Zu erledigen ::
[1] Beantworte zum Abschnitt „Diskussion und Praxisbezug“ diese Fragen:
(a) Wie viel Prozent der Kinder und Jugendlichen in der stationären Jugendhilfe leiden laut Abschnitt unter traumatischen Erlebnissen und Belastungen?
(b) Wie viele Stunden „Legitimations“-Therapie pro Woche werden genannt?
(c) Was wird in Austrittsberichten festgehalten, das der Abschnitt ein Armutszeugnis nennt?
[2] Gib aus dem Abschnitt „Diskussion und Praxisbezug“ die Stelle von „8.4 Diskussion und“ bis „mit dieser Thematik.“ wortgetreu wieder.
[3] Nenne alle Arten von Konzepten, die laut dem Abschnitt „Diskussion und Praxisbezug“ die innere Problematik der Kinder und Jugendlichen nicht erfassen.

8.4 Diskussion und Praxisbezug

Die Ergebnisse, dass 75 bis 80% der Kinder und Jugendlichen in der stationären Jugendhilfe unter traumatischen Erlebnissen und Belastungen leiden, fordern eine intensive Auseinandersetzung mit dieser Thematik.

Eben diese Erlebnisse und Belastungen sind die Ursache, dass die Kinder verhaltensauffällig geworden sind und in eine stationäre Institution eingewiesen wurden. Vor diesem Hintergrund erfassen einseitig verhaltenspädagogische aber auch erlebnispädagogische oder familiensystemische Konzepte mit noch einer bis zwei Stunden ‹Legitimations›-Therapie pro Woche die innere Problematik dieser Kinder und Jugendlichen nicht. Ebenso ist es aus meiner Sicht ein Armutszeugnis von professionellen stationären Institutionen, in Austrittsberichten festzuhalten, dass das hoch auffällige Verhalten von XY wohl in traumatischen Störungen begründet sei – und dann die Jugendliche zur Verfügung zu stellen. Mit einem kritischen Blick in die Verlaufsberichte darf man teilweise froh sein, wenn in stationären Einrichtungen nicht zusätzliche Traumaentwicklungsstörungen oder Retraumatisierungen stattgefunden haben.

Einträge aus einem Datensatz ::
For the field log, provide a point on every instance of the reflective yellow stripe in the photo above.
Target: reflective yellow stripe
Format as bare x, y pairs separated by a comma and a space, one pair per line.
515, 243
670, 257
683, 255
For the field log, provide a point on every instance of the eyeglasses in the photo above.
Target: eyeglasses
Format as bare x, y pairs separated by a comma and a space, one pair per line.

Lösungen ::
[1]
(a) 75 bis 80 %
(b) Eine bis zwei Stunden
(c) Dass das hoch auffällige Verhalten von XY wohl in traumatischen Störungen begründet sei

[2]
8.4 Diskussion und Praxisbezug

Die Ergebnisse, dass 75 bis 80% der Kinder und Jugendlichen in der stationären Jugendhilfe unter traumatischen Erlebnissen und Belastungen leiden, fordern eine intensive Auseinandersetzung mit dieser Thematik.

[3] Verhaltenspädagogische Konzepte, erlebnispädagogische Konzepte, familiensystemische Konzepte